▶ **Instructions for the task**
Please convert all the lines below into a JSON list of strings, with one string per line and any blank lines omitted.
-- Begin Data in this exercise --
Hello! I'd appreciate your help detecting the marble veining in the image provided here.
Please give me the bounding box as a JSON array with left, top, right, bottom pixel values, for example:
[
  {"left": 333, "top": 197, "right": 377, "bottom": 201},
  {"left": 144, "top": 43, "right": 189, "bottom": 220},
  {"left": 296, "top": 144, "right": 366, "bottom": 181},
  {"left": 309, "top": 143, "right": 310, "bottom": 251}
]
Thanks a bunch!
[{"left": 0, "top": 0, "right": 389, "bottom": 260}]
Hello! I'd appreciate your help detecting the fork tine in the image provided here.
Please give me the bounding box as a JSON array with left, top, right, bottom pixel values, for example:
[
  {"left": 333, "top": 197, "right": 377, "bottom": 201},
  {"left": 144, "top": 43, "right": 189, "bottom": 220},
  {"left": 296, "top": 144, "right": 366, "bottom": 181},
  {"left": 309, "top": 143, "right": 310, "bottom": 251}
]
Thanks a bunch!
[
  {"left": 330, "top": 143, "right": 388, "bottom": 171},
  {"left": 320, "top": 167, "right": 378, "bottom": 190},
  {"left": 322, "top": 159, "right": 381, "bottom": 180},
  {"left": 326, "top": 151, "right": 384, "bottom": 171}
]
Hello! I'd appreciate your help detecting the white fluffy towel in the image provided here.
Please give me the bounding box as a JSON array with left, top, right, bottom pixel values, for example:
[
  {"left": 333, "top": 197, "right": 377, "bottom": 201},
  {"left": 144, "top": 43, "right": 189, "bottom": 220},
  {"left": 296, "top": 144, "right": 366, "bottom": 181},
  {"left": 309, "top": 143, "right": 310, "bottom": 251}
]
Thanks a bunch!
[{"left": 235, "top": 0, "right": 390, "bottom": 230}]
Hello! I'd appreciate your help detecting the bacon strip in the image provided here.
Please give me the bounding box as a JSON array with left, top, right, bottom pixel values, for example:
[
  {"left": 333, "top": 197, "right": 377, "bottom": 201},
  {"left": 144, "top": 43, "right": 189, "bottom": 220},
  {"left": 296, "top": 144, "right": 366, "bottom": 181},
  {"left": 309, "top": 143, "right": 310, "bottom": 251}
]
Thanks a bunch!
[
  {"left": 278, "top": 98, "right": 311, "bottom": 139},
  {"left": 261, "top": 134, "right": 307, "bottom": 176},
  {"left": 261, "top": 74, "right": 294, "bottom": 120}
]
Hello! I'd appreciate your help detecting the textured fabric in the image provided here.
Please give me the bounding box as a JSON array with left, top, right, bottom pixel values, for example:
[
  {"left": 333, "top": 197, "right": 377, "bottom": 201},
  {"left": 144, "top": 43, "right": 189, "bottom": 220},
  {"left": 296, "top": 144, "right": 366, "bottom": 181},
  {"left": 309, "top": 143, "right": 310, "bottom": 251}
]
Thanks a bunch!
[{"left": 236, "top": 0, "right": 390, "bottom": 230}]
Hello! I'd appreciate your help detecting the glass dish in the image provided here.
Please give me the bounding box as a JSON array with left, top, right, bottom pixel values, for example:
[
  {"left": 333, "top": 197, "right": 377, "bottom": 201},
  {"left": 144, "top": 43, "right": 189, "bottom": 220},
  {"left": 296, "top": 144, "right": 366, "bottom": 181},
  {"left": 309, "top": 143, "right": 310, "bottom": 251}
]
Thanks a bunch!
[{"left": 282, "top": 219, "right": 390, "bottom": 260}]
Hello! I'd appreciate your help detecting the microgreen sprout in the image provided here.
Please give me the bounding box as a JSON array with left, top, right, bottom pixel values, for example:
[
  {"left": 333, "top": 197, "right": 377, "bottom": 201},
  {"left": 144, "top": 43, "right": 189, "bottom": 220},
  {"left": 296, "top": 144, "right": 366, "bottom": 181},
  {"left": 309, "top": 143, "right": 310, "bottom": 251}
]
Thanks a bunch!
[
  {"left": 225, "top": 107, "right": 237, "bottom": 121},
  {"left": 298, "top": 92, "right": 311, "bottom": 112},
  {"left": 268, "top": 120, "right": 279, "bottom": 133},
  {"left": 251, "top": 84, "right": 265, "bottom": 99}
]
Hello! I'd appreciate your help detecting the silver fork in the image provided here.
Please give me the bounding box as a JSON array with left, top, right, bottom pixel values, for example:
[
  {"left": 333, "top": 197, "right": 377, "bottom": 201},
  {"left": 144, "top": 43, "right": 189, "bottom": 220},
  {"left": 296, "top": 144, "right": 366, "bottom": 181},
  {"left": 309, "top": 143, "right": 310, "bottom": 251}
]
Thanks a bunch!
-- End Data in this exercise --
▶ **Exercise result**
[
  "Hello! I'd appreciate your help detecting the marble veining in the image provided here.",
  "Please give me the bounding box as a JSON array with left, top, right, bottom pixel values, for example:",
  "[",
  "  {\"left\": 333, \"top\": 197, \"right\": 377, \"bottom\": 201},",
  "  {\"left\": 144, \"top\": 43, \"right\": 189, \"bottom\": 220},",
  "  {\"left\": 296, \"top\": 144, \"right\": 366, \"bottom\": 181},",
  "  {\"left\": 309, \"top\": 143, \"right\": 310, \"bottom\": 251}",
  "]",
  "Thanks a bunch!",
  "[{\"left\": 0, \"top\": 0, \"right\": 389, \"bottom\": 260}]",
  "Hello! I'd appreciate your help detecting the fork tine in the image provided here.",
  "Please give me the bounding box as a JSON array with left, top, right, bottom pixel values, for example:",
  "[",
  "  {\"left\": 333, \"top\": 197, \"right\": 377, \"bottom\": 201},",
  "  {\"left\": 144, \"top\": 43, \"right\": 189, \"bottom\": 220},",
  "  {\"left\": 296, \"top\": 144, \"right\": 366, \"bottom\": 181},",
  "  {\"left\": 309, \"top\": 143, \"right\": 310, \"bottom\": 251}",
  "]",
  "Thanks a bunch!",
  "[",
  "  {\"left\": 330, \"top\": 143, \"right\": 388, \"bottom\": 171},",
  "  {\"left\": 320, \"top\": 167, \"right\": 378, \"bottom\": 190},",
  "  {\"left\": 322, \"top\": 159, \"right\": 381, \"bottom\": 180},",
  "  {\"left\": 326, \"top\": 151, \"right\": 384, \"bottom\": 171}",
  "]",
  "Hello! I'd appreciate your help detecting the white fluffy towel in the image provided here.",
  "Please give me the bounding box as a JSON array with left, top, right, bottom pixel values, for example:",
  "[",
  "  {\"left\": 333, \"top\": 197, \"right\": 377, \"bottom\": 201},",
  "  {\"left\": 144, \"top\": 43, \"right\": 189, \"bottom\": 220},",
  "  {\"left\": 296, \"top\": 144, \"right\": 366, \"bottom\": 181},",
  "  {\"left\": 309, \"top\": 143, \"right\": 310, \"bottom\": 251}",
  "]",
  "Thanks a bunch!",
  "[{\"left\": 235, \"top\": 0, \"right\": 390, \"bottom\": 230}]",
  "Hello! I'd appreciate your help detecting the bacon strip in the image provided here.",
  "Please give me the bounding box as a JSON array with left, top, right, bottom pixel values, for example:",
  "[",
  "  {\"left\": 333, \"top\": 197, \"right\": 377, \"bottom\": 201},",
  "  {\"left\": 144, \"top\": 43, \"right\": 189, \"bottom\": 220},",
  "  {\"left\": 296, \"top\": 144, \"right\": 366, \"bottom\": 181},",
  "  {\"left\": 309, \"top\": 143, \"right\": 310, \"bottom\": 251}",
  "]",
  "Thanks a bunch!",
  "[",
  "  {\"left\": 278, \"top\": 98, \"right\": 311, \"bottom\": 139},",
  "  {\"left\": 261, \"top\": 134, \"right\": 307, \"bottom\": 176},",
  "  {\"left\": 261, \"top\": 74, \"right\": 294, \"bottom\": 120}",
  "]",
  "Hello! I'd appreciate your help detecting the textured fabric in the image provided here.",
  "Please give me the bounding box as a JSON array with left, top, right, bottom pixel values, for example:",
  "[",
  "  {\"left\": 333, \"top\": 197, \"right\": 377, \"bottom\": 201},",
  "  {\"left\": 144, \"top\": 43, \"right\": 189, \"bottom\": 220},",
  "  {\"left\": 296, \"top\": 144, \"right\": 366, \"bottom\": 181},",
  "  {\"left\": 309, \"top\": 143, \"right\": 310, \"bottom\": 251}",
  "]",
  "Thanks a bunch!",
  "[{\"left\": 236, \"top\": 0, \"right\": 390, \"bottom\": 230}]",
  "Hello! I'd appreciate your help detecting the glass dish in the image provided here.",
  "Please give me the bounding box as a JSON array with left, top, right, bottom pixel values, for example:",
  "[",
  "  {\"left\": 333, \"top\": 197, \"right\": 377, \"bottom\": 201},",
  "  {\"left\": 144, \"top\": 43, \"right\": 189, \"bottom\": 220},",
  "  {\"left\": 296, \"top\": 144, \"right\": 366, \"bottom\": 181},",
  "  {\"left\": 309, \"top\": 143, \"right\": 310, \"bottom\": 251}",
  "]",
  "Thanks a bunch!",
  "[{\"left\": 282, \"top\": 219, \"right\": 390, \"bottom\": 260}]",
  "Hello! I'd appreciate your help detecting the microgreen sprout in the image provided here.",
  "Please give me the bounding box as a JSON array with left, top, right, bottom pixel values, for example:",
  "[",
  "  {\"left\": 333, \"top\": 197, \"right\": 377, \"bottom\": 201},",
  "  {\"left\": 144, \"top\": 43, \"right\": 189, \"bottom\": 220},",
  "  {\"left\": 296, \"top\": 144, \"right\": 366, \"bottom\": 181},",
  "  {\"left\": 309, \"top\": 143, \"right\": 310, \"bottom\": 251}",
  "]",
  "Thanks a bunch!",
  "[",
  "  {\"left\": 225, \"top\": 107, \"right\": 237, \"bottom\": 121},",
  "  {\"left\": 298, \"top\": 92, \"right\": 311, \"bottom\": 112},",
  "  {\"left\": 268, \"top\": 120, \"right\": 279, \"bottom\": 133},",
  "  {\"left\": 251, \"top\": 84, \"right\": 265, \"bottom\": 99}",
  "]",
  "Hello! I'd appreciate your help detecting the silver fork in the image provided here.",
  "Please give me the bounding box as a JSON array with left, top, right, bottom pixel values, for example:",
  "[",
  "  {\"left\": 333, \"top\": 197, \"right\": 377, \"bottom\": 201},",
  "  {\"left\": 144, \"top\": 43, \"right\": 189, \"bottom\": 220},",
  "  {\"left\": 296, \"top\": 144, \"right\": 366, \"bottom\": 181},",
  "  {\"left\": 309, \"top\": 143, \"right\": 310, \"bottom\": 251}",
  "]",
  "Thanks a bunch!"
]